Setelah menyampaikan lika-liku kehidupan Julian Day di mini album Scenarios: A Short Film by Elephant Kind (2014) dan Promenades: A Short Film by Elephant Kind (2015), kini Elephant Kind hadir tanpa bayang-bayang Julian sebagai tokoh utamanya. Julian Day merupakan seorang tokoh fiktif yang cerita kehidupannya dibuatkan album oleh band yang digawangi Bam Mastro (vokalis & gitaris), Bayu Adisapoetra (drummer) dan Kevin Septanto (bassist). Dilansir dari wawancara singkat mengenai album The Greatest Ever yang diunggah di kanal Youtube milik Elephant Kind, album ini adalah album yang menurut mereka ‘least ambitious’ dan bahkan tidak berkonsep. Berbeda dengan album-album sebelumnya yang menggunakan konsep hidup Julian Day. Bassist baru Elephant Kind pun ikut bercerita mengenai materi album ini yang bisa dibilang ‘raw’ dan dalam proses pembuatannya tidak dipengaruhi oleh band-band hip hop yang biasa dijadikan kiblat oleh Elephant Kind.

 

“Seperti album-album band tahun 60-70an saja, tidak berkonsep. We just compile some songs and put it into an album.”

 

Album ini dibuka dengan lagu yang berjudul “One”, jika dilihat secara awam lagu ini memang menceritakan tentang sepasang kekasih yang harus berpisah karena salah satu dari mereka sudah tidak bisa lagi berada di dalam hubungan tersebut dan pihak lainnya memasrahkan keputusan tersebut. Namun, setelah saya menyaksikan wawancara mengenai album ini, Bam Mastro mengatakan bahwa kebanyakan lagu pada album ini menceritakan tentang mengapa dan bagaimana Dewa Pratama, guitarist/keyboardist yang telah tergabung sejak awal meninggalkan mereka. Saat dibaca lagi lirik pada lagu ini, ada beberapa bagian lirik yang menunjukkan kepasrahan Bam pada keputusan Dewa. “I’ll leave it all to you, I brought it up to you, when we talk it wouldn’t last, I’ll stop finding you, Stop chasing after you.

Sama kasusnya dengan lagu “One”, lagu “I Believe In You” juga terasa seperti lagu perpisahan yang terasa bittersweet. Sekilas Anda akan merasakan bawa lagu ini menceritakan kisah romansa tragis di mana salah satu pihak meninggalkan pihak lainnya secara sepihak. Lebih parahnya, meninggalkan saat semuanya sedang baik-baik saja. Sekali lagi, dalam lagu ini ditunjukkan kepasrahan pihak yang ditinggalkan atas kepergian pihak yang lain. “Got to let you go, we all need to grow. Though I do believe in you.” Namun, lagu ini bukanlah sekadar lagu break-up biasa. Setelah ditelisik lebih dalam, lagu ini ternyata dibuat khusus untuk Dewa Pratama. Ia memang sempat absen dari Elephant Kind selama tahun 2018, dan kemudian memilih untuk meninggalkan band ini pada akhir tahun 2018. “You never had to stay so what took you so long to decide?” dari penggalan lirik ini, bisa dilihat kejengkelan anggota Elephant Kind terhadap Dewa Pratama seraya berkata, “Yaudah, kalo lo emang enggak mau lanjut. Kenapa harus mengulur-ulur waktu?”

Data dataset anotasi titik
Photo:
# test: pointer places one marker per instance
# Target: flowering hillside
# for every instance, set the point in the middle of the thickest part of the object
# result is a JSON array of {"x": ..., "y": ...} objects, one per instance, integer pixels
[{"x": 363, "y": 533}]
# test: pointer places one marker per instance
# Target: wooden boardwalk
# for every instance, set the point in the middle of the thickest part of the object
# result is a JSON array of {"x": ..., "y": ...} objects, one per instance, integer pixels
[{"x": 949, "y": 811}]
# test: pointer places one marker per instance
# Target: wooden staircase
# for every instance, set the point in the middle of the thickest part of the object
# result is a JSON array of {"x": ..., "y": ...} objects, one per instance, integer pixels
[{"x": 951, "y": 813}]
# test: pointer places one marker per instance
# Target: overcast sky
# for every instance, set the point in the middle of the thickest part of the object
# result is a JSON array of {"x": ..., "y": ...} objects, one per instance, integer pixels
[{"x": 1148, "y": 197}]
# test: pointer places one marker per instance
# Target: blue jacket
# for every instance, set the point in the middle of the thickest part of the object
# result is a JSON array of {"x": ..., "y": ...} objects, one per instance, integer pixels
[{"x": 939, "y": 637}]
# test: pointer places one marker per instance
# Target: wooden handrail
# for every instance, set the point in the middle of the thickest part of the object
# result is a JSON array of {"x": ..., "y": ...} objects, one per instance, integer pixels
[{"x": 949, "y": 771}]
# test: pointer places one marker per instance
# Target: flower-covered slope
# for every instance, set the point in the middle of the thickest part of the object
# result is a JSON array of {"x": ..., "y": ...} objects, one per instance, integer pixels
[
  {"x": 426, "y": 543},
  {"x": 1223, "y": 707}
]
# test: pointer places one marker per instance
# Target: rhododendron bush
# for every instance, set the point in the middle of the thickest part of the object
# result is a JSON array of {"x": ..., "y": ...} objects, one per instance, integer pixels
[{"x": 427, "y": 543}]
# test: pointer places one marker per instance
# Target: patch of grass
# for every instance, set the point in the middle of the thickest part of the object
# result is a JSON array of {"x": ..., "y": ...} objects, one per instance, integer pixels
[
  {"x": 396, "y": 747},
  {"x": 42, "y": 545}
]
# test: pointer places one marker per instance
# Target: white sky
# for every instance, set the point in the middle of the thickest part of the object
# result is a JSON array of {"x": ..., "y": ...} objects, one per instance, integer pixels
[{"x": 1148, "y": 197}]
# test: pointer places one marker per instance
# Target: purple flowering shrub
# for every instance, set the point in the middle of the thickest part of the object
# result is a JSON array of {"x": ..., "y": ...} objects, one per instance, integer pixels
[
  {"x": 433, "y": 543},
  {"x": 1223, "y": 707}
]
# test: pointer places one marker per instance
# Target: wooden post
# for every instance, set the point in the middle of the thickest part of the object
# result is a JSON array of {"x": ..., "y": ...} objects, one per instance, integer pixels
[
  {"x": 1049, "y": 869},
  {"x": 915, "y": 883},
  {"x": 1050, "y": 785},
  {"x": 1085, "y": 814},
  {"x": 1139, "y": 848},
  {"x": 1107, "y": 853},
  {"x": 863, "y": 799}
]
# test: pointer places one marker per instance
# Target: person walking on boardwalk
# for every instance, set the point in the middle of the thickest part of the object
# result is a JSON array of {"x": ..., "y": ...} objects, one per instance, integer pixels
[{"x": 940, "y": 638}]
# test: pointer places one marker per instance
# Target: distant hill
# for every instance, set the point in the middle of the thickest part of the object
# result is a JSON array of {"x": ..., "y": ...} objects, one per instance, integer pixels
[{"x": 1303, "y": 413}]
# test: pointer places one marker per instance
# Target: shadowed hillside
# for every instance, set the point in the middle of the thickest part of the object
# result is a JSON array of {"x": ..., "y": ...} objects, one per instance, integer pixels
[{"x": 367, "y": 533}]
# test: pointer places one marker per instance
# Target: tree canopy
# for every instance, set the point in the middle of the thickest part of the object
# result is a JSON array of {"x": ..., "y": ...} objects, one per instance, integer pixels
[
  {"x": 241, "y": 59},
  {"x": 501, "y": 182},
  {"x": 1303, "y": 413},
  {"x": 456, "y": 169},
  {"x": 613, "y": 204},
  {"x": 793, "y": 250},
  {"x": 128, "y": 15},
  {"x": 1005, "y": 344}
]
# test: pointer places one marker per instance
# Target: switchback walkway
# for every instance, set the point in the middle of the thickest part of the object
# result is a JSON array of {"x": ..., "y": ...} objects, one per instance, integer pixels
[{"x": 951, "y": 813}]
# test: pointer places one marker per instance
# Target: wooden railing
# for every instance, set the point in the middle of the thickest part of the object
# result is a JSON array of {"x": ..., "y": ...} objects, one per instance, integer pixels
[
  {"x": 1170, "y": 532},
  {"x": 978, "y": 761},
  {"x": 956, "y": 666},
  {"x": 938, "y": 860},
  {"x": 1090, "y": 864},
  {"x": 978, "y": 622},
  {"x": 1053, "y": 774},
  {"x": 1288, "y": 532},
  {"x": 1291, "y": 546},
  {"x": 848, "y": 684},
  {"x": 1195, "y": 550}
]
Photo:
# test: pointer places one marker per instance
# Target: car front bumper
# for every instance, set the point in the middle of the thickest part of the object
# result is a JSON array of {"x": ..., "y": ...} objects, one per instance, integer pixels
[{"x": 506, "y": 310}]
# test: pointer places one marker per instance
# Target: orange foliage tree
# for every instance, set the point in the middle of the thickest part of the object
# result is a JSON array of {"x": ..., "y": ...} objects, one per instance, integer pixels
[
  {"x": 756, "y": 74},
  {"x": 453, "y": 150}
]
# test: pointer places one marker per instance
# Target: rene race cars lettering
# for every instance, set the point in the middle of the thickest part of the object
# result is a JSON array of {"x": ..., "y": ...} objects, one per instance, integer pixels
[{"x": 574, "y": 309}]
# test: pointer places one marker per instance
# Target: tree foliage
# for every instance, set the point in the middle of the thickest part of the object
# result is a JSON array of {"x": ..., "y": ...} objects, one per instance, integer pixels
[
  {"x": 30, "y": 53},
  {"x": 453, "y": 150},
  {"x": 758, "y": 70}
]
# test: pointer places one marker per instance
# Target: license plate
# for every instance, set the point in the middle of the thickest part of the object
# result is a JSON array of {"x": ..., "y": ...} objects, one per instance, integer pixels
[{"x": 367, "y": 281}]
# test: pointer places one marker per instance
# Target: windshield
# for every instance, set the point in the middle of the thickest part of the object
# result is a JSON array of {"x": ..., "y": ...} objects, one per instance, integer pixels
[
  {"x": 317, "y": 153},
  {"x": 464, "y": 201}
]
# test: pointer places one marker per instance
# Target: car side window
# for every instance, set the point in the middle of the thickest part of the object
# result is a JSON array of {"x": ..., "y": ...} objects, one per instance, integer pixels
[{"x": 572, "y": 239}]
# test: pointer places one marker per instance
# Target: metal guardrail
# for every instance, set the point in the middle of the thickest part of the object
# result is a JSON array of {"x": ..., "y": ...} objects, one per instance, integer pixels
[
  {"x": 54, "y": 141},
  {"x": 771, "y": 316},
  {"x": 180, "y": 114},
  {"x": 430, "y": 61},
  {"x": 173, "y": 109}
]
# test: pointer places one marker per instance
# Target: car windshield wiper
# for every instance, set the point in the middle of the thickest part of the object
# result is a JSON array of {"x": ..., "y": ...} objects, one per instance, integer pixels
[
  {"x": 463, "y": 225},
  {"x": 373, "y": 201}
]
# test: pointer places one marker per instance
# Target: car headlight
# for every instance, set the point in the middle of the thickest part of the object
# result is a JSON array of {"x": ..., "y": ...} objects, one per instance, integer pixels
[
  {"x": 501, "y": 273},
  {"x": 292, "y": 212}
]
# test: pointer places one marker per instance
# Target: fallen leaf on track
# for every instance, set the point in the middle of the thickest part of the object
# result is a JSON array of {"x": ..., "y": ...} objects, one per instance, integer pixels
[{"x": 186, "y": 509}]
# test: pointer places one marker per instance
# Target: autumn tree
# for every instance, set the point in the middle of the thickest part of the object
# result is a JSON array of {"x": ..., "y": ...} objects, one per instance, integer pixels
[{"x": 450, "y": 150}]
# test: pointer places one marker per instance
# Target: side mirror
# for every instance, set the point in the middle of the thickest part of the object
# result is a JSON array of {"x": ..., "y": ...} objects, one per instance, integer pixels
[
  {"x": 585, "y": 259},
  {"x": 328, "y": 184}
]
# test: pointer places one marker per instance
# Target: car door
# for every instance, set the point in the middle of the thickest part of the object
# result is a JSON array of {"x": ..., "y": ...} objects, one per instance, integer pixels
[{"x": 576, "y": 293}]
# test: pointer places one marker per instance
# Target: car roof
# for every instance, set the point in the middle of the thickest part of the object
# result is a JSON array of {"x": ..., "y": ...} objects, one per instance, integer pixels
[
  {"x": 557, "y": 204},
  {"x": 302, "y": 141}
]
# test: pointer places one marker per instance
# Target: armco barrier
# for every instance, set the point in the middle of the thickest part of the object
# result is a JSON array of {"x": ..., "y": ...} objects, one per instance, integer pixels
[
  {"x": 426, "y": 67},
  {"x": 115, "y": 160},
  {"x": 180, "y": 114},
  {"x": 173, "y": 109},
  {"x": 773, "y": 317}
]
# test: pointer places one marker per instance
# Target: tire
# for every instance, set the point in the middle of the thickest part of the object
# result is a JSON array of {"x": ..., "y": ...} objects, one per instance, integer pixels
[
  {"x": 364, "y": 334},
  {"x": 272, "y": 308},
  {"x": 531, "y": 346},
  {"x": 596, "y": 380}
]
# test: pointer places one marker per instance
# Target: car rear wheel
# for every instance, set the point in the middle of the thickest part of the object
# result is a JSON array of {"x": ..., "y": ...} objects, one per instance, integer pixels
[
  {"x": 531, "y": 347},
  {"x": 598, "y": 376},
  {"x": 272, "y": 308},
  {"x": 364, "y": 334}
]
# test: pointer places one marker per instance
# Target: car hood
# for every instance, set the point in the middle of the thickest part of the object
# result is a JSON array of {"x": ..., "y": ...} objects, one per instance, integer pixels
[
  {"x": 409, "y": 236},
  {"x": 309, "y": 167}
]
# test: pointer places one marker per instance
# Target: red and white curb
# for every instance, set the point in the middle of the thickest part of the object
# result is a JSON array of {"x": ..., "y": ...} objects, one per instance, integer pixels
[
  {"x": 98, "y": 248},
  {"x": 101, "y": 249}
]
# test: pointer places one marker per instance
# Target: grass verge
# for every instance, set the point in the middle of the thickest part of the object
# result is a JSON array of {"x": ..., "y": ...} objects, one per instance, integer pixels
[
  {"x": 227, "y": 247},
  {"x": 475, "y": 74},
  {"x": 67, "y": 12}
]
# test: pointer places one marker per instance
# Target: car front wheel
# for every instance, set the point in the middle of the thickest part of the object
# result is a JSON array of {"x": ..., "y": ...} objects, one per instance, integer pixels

### TUGAS
Ganti "kepasrahan" dengan "sikap pasrah" pada bagian ulasan album yang dibuka oleh kata-kata berisi "Album ini dibuka" dan ditutup dengan "chasing after you.", lalu tuliskan kembali bagian tersebut. Data tersebut diambil dari sumber yang berbeda.

### JAWABAN
Album ini dibuka dengan lagu yang berjudul “One”, jika dilihat secara awam lagu ini memang menceritakan tentang sepasang kekasih yang harus berpisah karena salah satu dari mereka sudah tidak bisa lagi berada di dalam hubungan tersebut dan pihak lainnya memasrahkan keputusan tersebut. Namun, setelah saya menyaksikan wawancara mengenai album ini, Bam Mastro mengatakan bahwa kebanyakan lagu pada album ini menceritakan tentang mengapa dan bagaimana Dewa Pratama, guitarist/keyboardist yang telah tergabung sejak awal meninggalkan mereka. Saat dibaca lagi lirik pada lagu ini, ada beberapa bagian lirik yang menunjukkan sikap pasrah Bam pada keputusan Dewa. “I’ll leave it all to you, I brought it up to you, when we talk it wouldn’t last, I’ll stop finding you, Stop chasing after you.